DESCRIPTION OF THE TASK — Edit the entries starting at the line containing "of the small" and ending at the line containing "POLYGON ((78 169, 80", swapping "small object" for "tiny object". Return only those lines, with nothing else changed.

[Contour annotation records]
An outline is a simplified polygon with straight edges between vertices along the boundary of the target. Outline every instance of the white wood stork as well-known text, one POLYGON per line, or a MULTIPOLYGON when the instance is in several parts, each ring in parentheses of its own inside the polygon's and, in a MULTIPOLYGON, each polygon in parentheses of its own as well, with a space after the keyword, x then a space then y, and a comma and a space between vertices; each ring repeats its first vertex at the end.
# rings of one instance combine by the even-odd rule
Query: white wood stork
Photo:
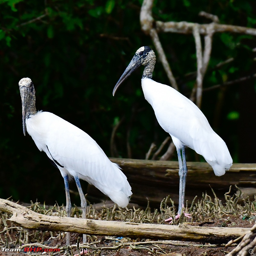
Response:
MULTIPOLYGON (((40 151, 44 151, 64 179, 70 217, 71 205, 68 181, 75 179, 81 199, 82 217, 86 218, 87 203, 79 179, 94 185, 121 207, 126 206, 132 195, 127 179, 118 165, 111 162, 87 133, 49 112, 37 112, 35 89, 31 79, 21 79, 19 86, 22 103, 23 132, 27 130, 40 151)), ((67 234, 67 244, 70 234, 67 234)), ((86 242, 83 236, 83 243, 86 242)))
MULTIPOLYGON (((141 85, 145 99, 152 106, 159 124, 171 135, 177 150, 180 179, 177 219, 184 206, 188 172, 185 147, 203 156, 218 176, 223 175, 229 169, 232 160, 225 142, 213 131, 200 109, 175 89, 152 79, 156 60, 155 53, 150 47, 140 48, 116 85, 113 96, 133 71, 141 65, 145 66, 141 85)), ((185 215, 189 217, 189 214, 185 215)), ((166 221, 172 220, 171 218, 166 221)))

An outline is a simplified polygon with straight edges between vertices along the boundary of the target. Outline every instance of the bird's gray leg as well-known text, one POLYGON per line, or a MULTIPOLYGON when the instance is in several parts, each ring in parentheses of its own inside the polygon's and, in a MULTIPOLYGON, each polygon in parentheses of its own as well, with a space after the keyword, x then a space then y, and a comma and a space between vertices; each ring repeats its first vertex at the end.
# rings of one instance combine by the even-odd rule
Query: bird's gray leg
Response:
MULTIPOLYGON (((66 192, 66 212, 67 216, 70 217, 71 215, 71 201, 69 195, 69 188, 68 186, 68 176, 66 175, 63 177, 64 182, 65 183, 65 190, 66 192)), ((67 233, 67 245, 69 245, 70 243, 70 233, 67 233)))
MULTIPOLYGON (((87 202, 84 194, 84 192, 83 192, 79 179, 77 176, 74 178, 75 180, 78 189, 78 192, 79 192, 79 195, 80 195, 80 198, 81 199, 81 207, 83 210, 82 218, 83 219, 86 219, 86 208, 87 206, 87 202)), ((85 234, 83 234, 83 243, 84 244, 85 243, 86 243, 86 235, 85 234)))
POLYGON ((188 173, 188 168, 187 167, 187 162, 186 162, 186 156, 185 154, 185 146, 183 146, 181 148, 182 151, 182 160, 183 166, 183 176, 182 180, 182 205, 181 208, 184 206, 184 202, 185 200, 185 188, 186 186, 186 180, 187 180, 187 174, 188 173))
POLYGON ((182 207, 183 186, 184 184, 184 171, 183 169, 183 164, 182 159, 181 159, 181 156, 180 154, 180 149, 177 149, 177 153, 178 153, 178 160, 179 161, 179 175, 180 176, 180 189, 179 193, 178 214, 180 215, 181 213, 181 210, 182 207))

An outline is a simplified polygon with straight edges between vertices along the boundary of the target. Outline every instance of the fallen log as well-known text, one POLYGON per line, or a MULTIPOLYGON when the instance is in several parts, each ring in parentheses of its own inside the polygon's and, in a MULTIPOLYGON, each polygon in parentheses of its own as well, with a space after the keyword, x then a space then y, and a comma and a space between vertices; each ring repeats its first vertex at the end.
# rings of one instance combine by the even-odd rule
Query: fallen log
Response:
MULTIPOLYGON (((179 202, 179 163, 174 161, 110 158, 117 164, 127 177, 133 195, 130 202, 147 206, 148 200, 151 207, 159 207, 163 198, 168 195, 177 205, 179 202)), ((256 194, 256 164, 233 164, 224 175, 215 176, 207 163, 187 162, 185 199, 189 204, 196 196, 200 197, 205 191, 213 196, 211 188, 220 200, 225 202, 224 194, 233 185, 230 195, 236 193, 236 185, 246 192, 244 197, 254 200, 256 194)), ((108 198, 94 186, 89 185, 87 198, 99 202, 108 198), (100 200, 99 200, 100 199, 100 200)), ((241 202, 242 202, 241 201, 241 202)))
POLYGON ((48 216, 4 199, 0 199, 0 211, 12 214, 9 220, 25 228, 94 235, 121 236, 131 238, 216 244, 235 239, 249 230, 249 228, 212 228, 188 224, 178 226, 48 216))

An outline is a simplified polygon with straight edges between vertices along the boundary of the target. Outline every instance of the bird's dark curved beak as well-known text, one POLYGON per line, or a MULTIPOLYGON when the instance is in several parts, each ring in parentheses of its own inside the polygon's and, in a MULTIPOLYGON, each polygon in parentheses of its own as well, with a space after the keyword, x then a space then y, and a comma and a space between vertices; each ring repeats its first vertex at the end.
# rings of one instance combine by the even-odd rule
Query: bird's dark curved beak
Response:
POLYGON ((126 68, 124 72, 123 73, 123 75, 121 76, 121 77, 120 77, 115 86, 113 90, 113 96, 115 95, 116 91, 119 86, 128 78, 134 70, 137 69, 141 65, 141 58, 136 54, 134 55, 131 61, 131 62, 129 63, 128 66, 126 68))
POLYGON ((26 135, 26 116, 28 110, 28 103, 30 100, 31 93, 30 88, 27 86, 23 86, 20 88, 22 104, 22 124, 23 133, 26 135))

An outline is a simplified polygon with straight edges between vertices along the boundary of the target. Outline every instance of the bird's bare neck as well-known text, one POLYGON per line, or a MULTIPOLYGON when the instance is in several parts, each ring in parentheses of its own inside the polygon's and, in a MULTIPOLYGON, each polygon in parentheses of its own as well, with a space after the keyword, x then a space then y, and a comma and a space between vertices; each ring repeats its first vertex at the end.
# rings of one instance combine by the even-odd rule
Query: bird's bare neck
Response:
POLYGON ((27 118, 29 118, 31 115, 36 115, 36 95, 34 90, 30 102, 28 106, 26 117, 27 118))
POLYGON ((142 78, 152 78, 153 71, 156 64, 156 55, 154 52, 153 51, 152 52, 149 53, 148 56, 148 59, 147 64, 145 65, 145 67, 142 75, 142 78))

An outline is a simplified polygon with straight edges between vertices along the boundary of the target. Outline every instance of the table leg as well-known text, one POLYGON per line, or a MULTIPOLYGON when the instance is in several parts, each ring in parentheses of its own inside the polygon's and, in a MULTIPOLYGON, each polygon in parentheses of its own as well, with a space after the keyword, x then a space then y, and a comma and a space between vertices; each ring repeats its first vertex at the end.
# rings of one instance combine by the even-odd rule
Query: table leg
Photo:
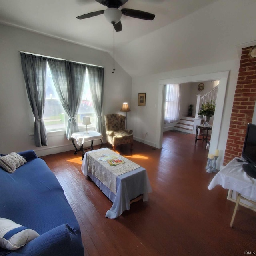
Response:
POLYGON ((74 139, 72 138, 71 138, 71 140, 72 140, 72 143, 73 143, 73 145, 74 145, 74 146, 75 147, 75 148, 76 149, 75 152, 74 153, 74 154, 76 155, 76 152, 77 152, 77 148, 76 148, 76 144, 75 144, 75 142, 74 141, 74 139))
POLYGON ((230 222, 230 228, 232 228, 232 226, 233 226, 233 222, 234 222, 234 220, 235 219, 235 217, 236 216, 236 211, 237 211, 237 208, 238 207, 238 205, 239 205, 239 201, 240 201, 240 197, 241 197, 241 194, 239 193, 237 198, 236 198, 236 206, 235 206, 235 208, 234 210, 234 212, 233 213, 233 216, 232 216, 232 218, 231 219, 231 222, 230 222))
POLYGON ((199 127, 198 126, 196 126, 196 138, 195 138, 195 146, 196 146, 196 142, 197 141, 197 135, 198 135, 198 128, 199 127))
POLYGON ((91 143, 91 150, 93 150, 93 140, 92 140, 92 142, 91 143))

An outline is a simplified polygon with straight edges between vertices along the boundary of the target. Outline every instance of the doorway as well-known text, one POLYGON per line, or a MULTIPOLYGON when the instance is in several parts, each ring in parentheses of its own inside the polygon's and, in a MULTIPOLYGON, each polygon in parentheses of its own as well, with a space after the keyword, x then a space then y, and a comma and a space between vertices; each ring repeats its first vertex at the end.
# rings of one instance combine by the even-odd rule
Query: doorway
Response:
POLYGON ((214 150, 218 148, 219 135, 221 126, 223 106, 225 101, 229 73, 229 71, 225 71, 189 76, 170 78, 161 80, 159 81, 157 119, 157 126, 156 134, 156 148, 161 148, 162 144, 164 109, 164 85, 168 84, 182 84, 196 82, 200 82, 204 81, 219 80, 220 82, 216 100, 215 114, 214 115, 213 127, 212 132, 212 142, 211 142, 210 145, 209 152, 213 152, 214 150))

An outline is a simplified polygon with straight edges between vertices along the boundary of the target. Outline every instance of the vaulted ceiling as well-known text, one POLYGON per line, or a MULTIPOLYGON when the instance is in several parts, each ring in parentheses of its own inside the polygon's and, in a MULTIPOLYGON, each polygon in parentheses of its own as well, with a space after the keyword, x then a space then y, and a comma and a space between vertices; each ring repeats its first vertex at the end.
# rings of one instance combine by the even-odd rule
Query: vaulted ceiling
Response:
MULTIPOLYGON (((180 31, 180 33, 172 31, 170 24, 216 2, 129 0, 120 9, 143 10, 153 13, 156 17, 153 21, 148 21, 122 16, 122 30, 114 32, 117 61, 132 76, 165 71, 162 68, 164 65, 171 68, 172 63, 168 63, 166 58, 166 53, 172 47, 170 42, 173 42, 174 46, 172 51, 181 52, 182 49, 178 50, 175 46, 182 47, 180 42, 186 41, 186 48, 183 50, 187 50, 189 48, 188 40, 194 41, 197 35, 192 34, 193 28, 189 24, 186 28, 190 30, 180 31), (163 30, 164 28, 168 28, 163 30), (177 41, 178 37, 180 37, 180 41, 177 41), (156 56, 160 58, 156 60, 156 56)), ((113 27, 104 15, 81 20, 76 18, 79 15, 106 8, 95 0, 0 0, 0 23, 27 29, 112 54, 113 27)), ((201 23, 204 22, 202 20, 201 23)), ((200 42, 202 39, 197 38, 196 40, 200 42)), ((177 60, 180 58, 176 55, 174 56, 177 60)), ((179 67, 177 65, 177 68, 179 67)))

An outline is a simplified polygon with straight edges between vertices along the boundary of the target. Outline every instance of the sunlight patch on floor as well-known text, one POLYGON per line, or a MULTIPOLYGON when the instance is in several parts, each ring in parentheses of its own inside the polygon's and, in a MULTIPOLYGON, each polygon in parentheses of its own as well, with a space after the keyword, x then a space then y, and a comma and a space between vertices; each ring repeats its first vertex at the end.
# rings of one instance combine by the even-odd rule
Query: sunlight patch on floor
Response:
POLYGON ((82 159, 82 157, 81 156, 78 157, 76 157, 75 158, 71 158, 71 159, 68 159, 67 161, 68 162, 71 162, 72 163, 76 163, 76 164, 82 164, 83 162, 81 160, 82 159))
POLYGON ((141 155, 132 155, 132 156, 124 156, 124 157, 128 158, 138 158, 140 159, 148 159, 149 157, 144 156, 141 155))

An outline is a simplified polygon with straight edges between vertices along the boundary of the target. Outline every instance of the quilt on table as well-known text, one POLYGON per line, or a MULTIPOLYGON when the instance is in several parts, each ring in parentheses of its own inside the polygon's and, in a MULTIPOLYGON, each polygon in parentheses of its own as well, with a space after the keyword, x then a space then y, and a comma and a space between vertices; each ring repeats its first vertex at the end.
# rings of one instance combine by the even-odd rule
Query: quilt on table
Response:
POLYGON ((108 148, 87 152, 86 159, 88 172, 91 173, 107 187, 113 193, 116 193, 116 177, 126 172, 135 170, 140 166, 123 157, 108 148), (116 155, 124 163, 114 166, 99 160, 104 155, 116 155))

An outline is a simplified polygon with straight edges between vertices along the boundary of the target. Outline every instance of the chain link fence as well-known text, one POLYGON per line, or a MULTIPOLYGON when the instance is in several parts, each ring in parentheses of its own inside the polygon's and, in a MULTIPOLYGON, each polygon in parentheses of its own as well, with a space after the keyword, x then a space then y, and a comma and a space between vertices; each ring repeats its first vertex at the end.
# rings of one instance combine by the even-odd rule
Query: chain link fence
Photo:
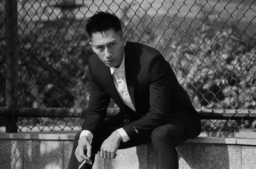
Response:
MULTIPOLYGON (((99 10, 121 18, 128 40, 163 54, 203 130, 255 131, 256 0, 2 0, 2 126, 19 114, 18 131, 80 129, 92 53, 85 22, 99 10)), ((108 114, 118 112, 111 102, 108 114)))

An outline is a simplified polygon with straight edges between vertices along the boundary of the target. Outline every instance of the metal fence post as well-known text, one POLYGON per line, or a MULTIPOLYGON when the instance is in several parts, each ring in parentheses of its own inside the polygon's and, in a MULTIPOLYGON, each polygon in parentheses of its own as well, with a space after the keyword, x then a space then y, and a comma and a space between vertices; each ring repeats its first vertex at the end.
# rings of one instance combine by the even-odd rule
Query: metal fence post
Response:
POLYGON ((6 132, 17 132, 17 68, 18 68, 18 22, 17 0, 5 1, 6 40, 6 132))

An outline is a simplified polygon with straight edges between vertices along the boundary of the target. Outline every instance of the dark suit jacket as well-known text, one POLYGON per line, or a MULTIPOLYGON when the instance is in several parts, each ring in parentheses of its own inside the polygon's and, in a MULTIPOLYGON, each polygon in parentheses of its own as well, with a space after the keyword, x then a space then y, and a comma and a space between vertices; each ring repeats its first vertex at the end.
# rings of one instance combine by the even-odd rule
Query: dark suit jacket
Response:
POLYGON ((95 54, 90 57, 88 64, 90 96, 83 129, 93 135, 100 131, 111 98, 132 121, 123 126, 131 139, 152 132, 173 117, 182 122, 190 138, 200 134, 197 112, 169 63, 157 50, 133 42, 127 42, 125 47, 127 85, 136 112, 121 100, 109 68, 95 54))

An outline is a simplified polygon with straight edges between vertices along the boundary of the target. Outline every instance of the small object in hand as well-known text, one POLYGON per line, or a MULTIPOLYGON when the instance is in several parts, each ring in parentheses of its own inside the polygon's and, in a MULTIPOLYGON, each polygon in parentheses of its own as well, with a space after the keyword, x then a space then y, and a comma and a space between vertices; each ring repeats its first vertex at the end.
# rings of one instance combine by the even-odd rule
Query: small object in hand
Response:
POLYGON ((78 169, 80 169, 85 163, 92 165, 92 161, 90 159, 89 160, 84 159, 84 161, 78 166, 78 169))

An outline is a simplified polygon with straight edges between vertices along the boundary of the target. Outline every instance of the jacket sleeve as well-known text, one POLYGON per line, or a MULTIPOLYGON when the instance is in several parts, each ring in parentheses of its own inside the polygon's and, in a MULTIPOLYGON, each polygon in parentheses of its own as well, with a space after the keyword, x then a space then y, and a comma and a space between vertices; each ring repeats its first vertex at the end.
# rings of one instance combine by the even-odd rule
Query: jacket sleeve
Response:
POLYGON ((170 114, 170 65, 162 55, 154 57, 145 71, 149 84, 148 112, 138 121, 123 127, 131 139, 148 134, 157 126, 166 124, 170 114))
POLYGON ((82 129, 89 130, 94 135, 99 131, 100 125, 106 117, 110 97, 92 73, 90 64, 88 75, 90 84, 90 99, 82 129))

FULL RESPONSE —
An outline is a simplified polygon with straight edges between vertices along the boundary of the target. Outline every instance of the tiny object in hand as well-known text, one POLYGON per line, or a MULTIPOLYGON when the instance is in several parts, each ring in parentheses of its own inside the polygon's and, in a MULTIPOLYGON, each polygon in parentheses of its own as well, with a space after the keyword, x then a space then y, and a comma and a space between vertices; each ring repeats its first vertex at the end.
# rings of one instance combine by the even-odd rule
Query: tiny object in hand
Response:
POLYGON ((78 169, 80 169, 85 163, 92 165, 92 161, 90 159, 89 160, 84 159, 84 161, 78 166, 78 169))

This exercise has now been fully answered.